---------- PAGE EXCERPT ----------

|The Nutrition and Health Transition of Democratic Costa Rica (International Nutrition Foundation for Developing Countries - INFDC, 1995, 228 pages)|
|2. Development of the social security institute|
The only noticeable action that took place toward the end of the last century was carried out by the Church when Monsignor Thiel, Archbishop of San José, published a pastoral letter called the Fair Wage. There is no doubt that this letter was directly influenced by the encyclical Rerum Novarum. However, it was an isolated event without significant impact on the small and isolated Costa Rican society of those days, when the Government relied completely on the export of coffee and bananas.
In 1906, Representative Enrique Pinto presented a project to the National Congress to protect the population against occupational accidents and profession-related illnesses. This law was not even discussed, and when it was reintroduced three years later it was rejected without substantive discussion. Artisans worked in the production of crafts, and the only industries that began to develop were the banana plantations whose production and marketing were in the hands of the transnational United Fruit Company.
Several popular political parties were founded after World War I, the most important of which was the Reformist Party. This party introduced a political program that underscored the health conditions of the workers and their families, including the need to create an organization that strengthened the fight against parasites, poverty, malaria, undernutrition, and tuberculosis. This was in response to the perception that poverty and underdevelopment were the background against which the subsequent pathologies developed. The Reformist Party, headed by Jorge Volio, faced two opposition parties during the presidential political campaign of 1923.
Since none of the three candidates obtained the majority needed to become President, Jorge Volio accepted a deal in which Ricardo Jiménez would become President in exchange for the creation of an institution that would protect workers against occupational accidents and illnesses. President Jiménez supported the establishment of an insurance bank that would take care of the administration of all commercial insurance available in the market. Insurance involving occupational accidents and illnesses was included, but with the characteristic that coverage was individual and each worker could expand his coverage based on his ability to pay for it and his level of education to identify the advantages of different insurance schemes.

----------

§ EXERCISE GOAL
Give again the portion of the Costa Rica social security text starting with "In 1906, Representative" and going on through "United Fruit Company.". The records have no connection to the text on Costa Rica's social security history.

---------- GIVEN RECORDS ----------

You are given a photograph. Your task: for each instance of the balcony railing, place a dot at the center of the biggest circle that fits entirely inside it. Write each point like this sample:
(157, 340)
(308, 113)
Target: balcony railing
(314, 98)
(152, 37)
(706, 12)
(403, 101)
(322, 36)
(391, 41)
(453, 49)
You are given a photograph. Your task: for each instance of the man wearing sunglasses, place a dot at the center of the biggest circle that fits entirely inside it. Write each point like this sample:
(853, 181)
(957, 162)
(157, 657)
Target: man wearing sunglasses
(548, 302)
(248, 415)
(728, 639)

----------
---------- GIVEN RECORDS ----------

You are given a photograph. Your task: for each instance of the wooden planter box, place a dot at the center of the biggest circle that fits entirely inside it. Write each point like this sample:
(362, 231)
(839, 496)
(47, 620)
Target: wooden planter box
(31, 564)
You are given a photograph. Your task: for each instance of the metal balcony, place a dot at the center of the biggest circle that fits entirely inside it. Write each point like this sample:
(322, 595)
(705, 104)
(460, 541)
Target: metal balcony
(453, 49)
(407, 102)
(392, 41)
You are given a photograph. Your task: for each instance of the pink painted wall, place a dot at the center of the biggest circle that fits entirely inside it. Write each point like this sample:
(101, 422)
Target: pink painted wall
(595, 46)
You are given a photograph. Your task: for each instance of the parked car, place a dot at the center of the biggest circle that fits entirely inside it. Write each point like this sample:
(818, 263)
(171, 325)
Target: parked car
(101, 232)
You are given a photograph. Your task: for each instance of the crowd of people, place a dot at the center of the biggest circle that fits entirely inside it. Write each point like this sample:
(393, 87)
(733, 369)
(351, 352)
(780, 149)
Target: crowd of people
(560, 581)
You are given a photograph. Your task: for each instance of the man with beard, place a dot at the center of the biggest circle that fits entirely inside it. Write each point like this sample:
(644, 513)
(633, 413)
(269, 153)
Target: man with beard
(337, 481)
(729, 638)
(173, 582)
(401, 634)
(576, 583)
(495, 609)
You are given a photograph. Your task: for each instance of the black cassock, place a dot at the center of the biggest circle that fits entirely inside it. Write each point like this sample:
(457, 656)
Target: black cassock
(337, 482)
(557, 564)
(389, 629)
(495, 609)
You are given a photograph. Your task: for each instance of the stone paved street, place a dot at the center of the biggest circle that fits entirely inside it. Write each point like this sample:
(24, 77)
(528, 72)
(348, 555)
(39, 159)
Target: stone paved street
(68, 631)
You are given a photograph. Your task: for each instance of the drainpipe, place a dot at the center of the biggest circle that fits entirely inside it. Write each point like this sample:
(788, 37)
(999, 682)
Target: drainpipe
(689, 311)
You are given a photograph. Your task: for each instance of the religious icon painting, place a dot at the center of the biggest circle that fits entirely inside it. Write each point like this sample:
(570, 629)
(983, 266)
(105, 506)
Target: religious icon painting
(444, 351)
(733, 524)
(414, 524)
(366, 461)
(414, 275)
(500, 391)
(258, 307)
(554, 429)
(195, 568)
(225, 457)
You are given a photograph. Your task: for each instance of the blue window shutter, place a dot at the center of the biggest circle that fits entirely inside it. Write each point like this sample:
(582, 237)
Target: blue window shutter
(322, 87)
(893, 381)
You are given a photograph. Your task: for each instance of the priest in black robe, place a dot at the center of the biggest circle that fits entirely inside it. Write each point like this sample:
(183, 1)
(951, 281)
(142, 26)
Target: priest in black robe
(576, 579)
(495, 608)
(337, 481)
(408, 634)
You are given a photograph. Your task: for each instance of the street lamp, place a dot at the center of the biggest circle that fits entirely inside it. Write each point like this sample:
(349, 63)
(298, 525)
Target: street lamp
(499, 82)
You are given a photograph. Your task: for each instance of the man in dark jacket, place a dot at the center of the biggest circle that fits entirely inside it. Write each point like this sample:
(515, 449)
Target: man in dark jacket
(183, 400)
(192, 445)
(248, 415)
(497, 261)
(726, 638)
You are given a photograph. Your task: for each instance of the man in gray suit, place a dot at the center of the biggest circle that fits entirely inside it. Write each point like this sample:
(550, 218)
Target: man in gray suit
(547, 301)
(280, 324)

----------

§ TASK ANSWER
In 1906, Representative Enrique Pinto presented a project to the National Congress to protect the population against occupational accidents and profession-related illnesses. This law was not even discussed, and when it was reintroduced three years later it was rejected without substantive discussion. Artisans worked in the production of crafts, and the only industries that began to develop were the banana plantations whose production and marketing were in the hands of the transnational United Fruit Company.